Research progress on the prediction tool of SUMOylation sites and SUMO-interacting motifs
SUMOylating (SUMO, Small ubiquitin-like modifier), a kind of highly conserved ubiquitination-like modification, plays essential roles in regulating a variety of biological processes, ranging from gene expression and chromatin remodelling to cellular dynamics and plasticity. The dysfunction of SUMOs is closely related to numerous types of diseases, such as neurodegenerative diseases, autoimmune diseases and cancers. Therefore, the identification of SUMOylation sites and SUMO-interacting motifs (SIMs) is of great importance to better understand the roles of SUMOs in cellular, physiological and pathological processes, and facilitate the exploration of potential therapeutic targets for disease treatment.
Flowchart of GPS-SUMO 2.0
Collaborated with Prof. Yu Xue 's team from Huazhong University of Science and Technology (HUST), the High Performance Computing Technology and Application Department (HPC Department) of our Center has recently released GPS-SUMO 2.0, a language model for the prediction of SUMOylation sites and SIMs. This transformer-based model was pretrained and fine-tuned with three machine learning algorithms on the ORISE Supercomputer. GPS-SUMO 2.0 not only has demonstrated greater accuracy in predicting SUMOylation sites than other existing tools, but also was capable of annotating the prediction results based on the integrated knowledge from 35 public resources. Therefore, the GPS-SUMO 2.0 was considered to be an effective assistance for experimental screening.

▬▬▬

Pick up the text on GPS-SUMO 2.0 after its final sentence and keep writing it. The items that come next have nothing to do with this.

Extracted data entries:

▬▬▬

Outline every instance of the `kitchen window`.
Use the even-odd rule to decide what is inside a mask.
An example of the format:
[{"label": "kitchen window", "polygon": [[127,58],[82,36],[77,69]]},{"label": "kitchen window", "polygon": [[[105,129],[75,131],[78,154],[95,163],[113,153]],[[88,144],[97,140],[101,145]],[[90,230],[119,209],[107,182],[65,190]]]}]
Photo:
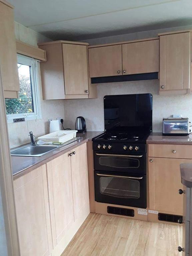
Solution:
[{"label": "kitchen window", "polygon": [[33,58],[18,54],[20,91],[18,99],[5,99],[8,123],[15,118],[26,120],[41,118],[38,72],[39,64]]}]

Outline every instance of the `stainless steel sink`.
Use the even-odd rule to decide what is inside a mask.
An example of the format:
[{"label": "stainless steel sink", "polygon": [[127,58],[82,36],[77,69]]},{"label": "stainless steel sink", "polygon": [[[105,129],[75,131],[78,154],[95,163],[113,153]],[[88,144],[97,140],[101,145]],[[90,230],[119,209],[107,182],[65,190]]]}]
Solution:
[{"label": "stainless steel sink", "polygon": [[11,156],[41,156],[57,148],[59,146],[49,145],[28,146],[11,151]]}]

▬▬▬

■ Answer space
The research results have been published online in Nucleic Acids Research (Impact Factor: 14.9, JCR Q1, CAS journal ranking Q2 TOP). Dr. Teng Lu from HPC Department of our center, and Prof. Yu Xue and Dr. Di Peng from School of Life Science and Technology, HUST are co-corresponding authors. This work was supported by the National Key R&D Program of China, the National Natural Science Foundation of China and the Strategic Priority Research Program of CAS.